Task description —
Put every line of the data below into a numbered list, omitting any blank lines.

(Entries from a point annotation set)

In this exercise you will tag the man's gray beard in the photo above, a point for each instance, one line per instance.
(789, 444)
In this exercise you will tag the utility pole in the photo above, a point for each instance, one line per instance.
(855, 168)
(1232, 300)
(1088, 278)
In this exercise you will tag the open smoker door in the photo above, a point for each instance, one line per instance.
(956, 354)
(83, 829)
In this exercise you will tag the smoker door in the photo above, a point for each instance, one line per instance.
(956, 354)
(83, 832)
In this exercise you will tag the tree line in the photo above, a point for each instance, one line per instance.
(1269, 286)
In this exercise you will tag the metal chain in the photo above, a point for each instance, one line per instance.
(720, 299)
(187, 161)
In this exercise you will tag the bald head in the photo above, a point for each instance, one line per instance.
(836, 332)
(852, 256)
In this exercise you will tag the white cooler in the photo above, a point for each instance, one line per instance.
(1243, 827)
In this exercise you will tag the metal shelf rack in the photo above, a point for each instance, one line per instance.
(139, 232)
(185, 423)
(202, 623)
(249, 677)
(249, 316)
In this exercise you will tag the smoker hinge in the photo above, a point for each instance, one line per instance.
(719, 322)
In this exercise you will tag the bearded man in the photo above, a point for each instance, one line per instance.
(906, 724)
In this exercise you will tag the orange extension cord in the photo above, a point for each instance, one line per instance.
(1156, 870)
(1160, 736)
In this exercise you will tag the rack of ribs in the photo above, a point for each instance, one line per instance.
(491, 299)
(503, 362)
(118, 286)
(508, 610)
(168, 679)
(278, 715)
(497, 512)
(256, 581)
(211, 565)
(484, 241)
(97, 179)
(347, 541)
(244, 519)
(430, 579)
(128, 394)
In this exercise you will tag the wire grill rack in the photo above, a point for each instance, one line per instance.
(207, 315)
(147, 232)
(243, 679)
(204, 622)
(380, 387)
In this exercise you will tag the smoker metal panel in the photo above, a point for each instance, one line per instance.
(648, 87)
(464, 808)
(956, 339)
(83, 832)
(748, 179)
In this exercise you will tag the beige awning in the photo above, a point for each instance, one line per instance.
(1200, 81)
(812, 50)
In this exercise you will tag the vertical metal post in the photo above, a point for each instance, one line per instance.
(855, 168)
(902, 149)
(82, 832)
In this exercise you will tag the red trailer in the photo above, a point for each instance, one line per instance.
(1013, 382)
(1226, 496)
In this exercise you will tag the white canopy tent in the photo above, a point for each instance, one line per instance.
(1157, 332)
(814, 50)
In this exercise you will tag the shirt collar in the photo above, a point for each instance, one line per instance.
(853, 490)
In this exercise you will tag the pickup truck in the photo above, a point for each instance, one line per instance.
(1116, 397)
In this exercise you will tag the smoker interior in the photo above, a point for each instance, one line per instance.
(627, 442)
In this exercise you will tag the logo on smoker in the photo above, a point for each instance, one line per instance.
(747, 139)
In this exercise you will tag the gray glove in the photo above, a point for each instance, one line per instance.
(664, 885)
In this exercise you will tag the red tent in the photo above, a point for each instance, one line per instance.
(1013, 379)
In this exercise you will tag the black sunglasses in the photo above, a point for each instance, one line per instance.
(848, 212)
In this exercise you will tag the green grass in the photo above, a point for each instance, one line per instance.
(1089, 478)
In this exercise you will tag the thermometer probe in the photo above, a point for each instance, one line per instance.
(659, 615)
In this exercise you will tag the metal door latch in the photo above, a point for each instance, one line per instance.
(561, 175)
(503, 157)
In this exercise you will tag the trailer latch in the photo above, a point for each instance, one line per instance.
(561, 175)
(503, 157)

Reply to the exercise —
1. In this exercise you will tag the man's gray beard in the photo above, a point for each instance, one line per instance.
2. (789, 444)
3. In this exercise you will tag the utility pole in the photo above, a point for each instance, one line per instance.
4. (855, 168)
5. (1232, 300)
6. (1088, 278)
7. In this exercise you will tag the open smoker door in the photo above, a point for each instance, one line per instance.
8. (956, 354)
9. (83, 829)
10. In this exercise you will tag the smoker door in the photo above, a point for each instance, one line per instance.
11. (956, 354)
12. (83, 832)
13. In this exercise you will tag the tree line in the photo above, a point for each instance, one line per instance.
14. (1269, 286)
15. In this exercise you will tag the metal chain in the photo above, a point for each instance, one line per instance.
16. (720, 299)
17. (187, 161)
18. In this exercise you will tag the bald head in the photo above, a point for each instance, one line per instance.
19. (836, 332)
20. (852, 256)
21. In this exercise you will tag the white cooler in the photo above, a point for each instance, one line per instance.
22. (1243, 827)
23. In this exercise you will tag the metal shelf rack in the photo above, a point for each instance, one line per instance.
24. (139, 232)
25. (185, 423)
26. (202, 623)
27. (249, 677)
28. (249, 316)
29. In this exercise you will tag the smoker hinge in the photo above, a point for each instance, one line per instance.
30. (719, 322)
31. In this exercise you will tag the bearded man in the photo above, a point for each instance, one line per instance.
32. (906, 724)
33. In this exercise you will tag the orange extension cord in the photo above, a point for each instance, one line per instance.
34. (1156, 870)
35. (1160, 736)
36. In this exercise you will tag the rack of ribs in the photo above, a point for each instance, one line per instance.
37. (491, 299)
38. (503, 362)
39. (118, 286)
40. (508, 610)
41. (168, 679)
42. (278, 715)
43. (497, 512)
44. (256, 581)
45. (211, 565)
46. (484, 241)
47. (97, 179)
48. (347, 541)
49. (244, 519)
50. (430, 579)
51. (128, 394)
52. In this exercise you will tag the wire grill rack in the photo above, a point for each instance, one line per instance.
53. (207, 315)
54. (147, 232)
55. (243, 679)
56. (204, 622)
57. (380, 387)
58. In this exercise you will tag the smoker metal panel in the photo above, a point for each instance, one line per instance.
59. (648, 87)
60. (464, 808)
61. (956, 339)
62. (83, 832)
63. (748, 179)
64. In this exercise you will tag the beige awning in the photo above, a point for each instance, one line per instance.
65. (1200, 81)
66. (812, 50)
67. In this exercise you will tag the vertical metal post in the photo above, a point for each instance, one line per instance.
68. (855, 168)
69. (902, 149)
70. (82, 832)
71. In this exercise you will tag the red trailer in the photo above, a point for each instance, one line per instance.
72. (1013, 382)
73. (1226, 496)
74. In this exercise you will tag the white canopy tent in the photo above, a point for each instance, one line per instance.
75. (1157, 332)
76. (814, 50)
77. In this exercise you will tag the shirt collar in the photo above, a point for each instance, one line per instance.
78. (853, 490)
79. In this exercise you will tag the pickup truck in the photo above, a point for each instance, one line per instance.
80. (1116, 397)
81. In this exercise you will tag the smoker interior in the photo above, a point for each instance, one line per instance.
82. (627, 442)
83. In this exercise you will tag the logo on smoker in the photo above, a point for each instance, one line per instance.
84. (747, 139)
85. In this exercise you will tag the gray glove in the photo above, a point for each instance, one line per instance.
86. (664, 885)
87. In this exercise you will tag the red tent in the photo above, a point for each instance, one line per instance.
88. (1013, 379)
89. In this exercise you will tag the black sunglasses in the photo above, a point for each instance, one line per instance.
90. (848, 212)
91. In this exercise you will tag the green grass in the photo above, a point for each instance, one line per instance.
92. (1089, 478)
93. In this exercise you will tag the thermometer probe in the photo above, a point for each instance, one line per instance.
94. (659, 615)
95. In this exercise you will tag the metal door latch in the photo above, a point for each instance, one line per instance.
96. (561, 175)
97. (503, 157)
98. In this exercise you will tag the trailer latch in the photo above, a point for each instance, one line per instance.
99. (561, 175)
100. (503, 157)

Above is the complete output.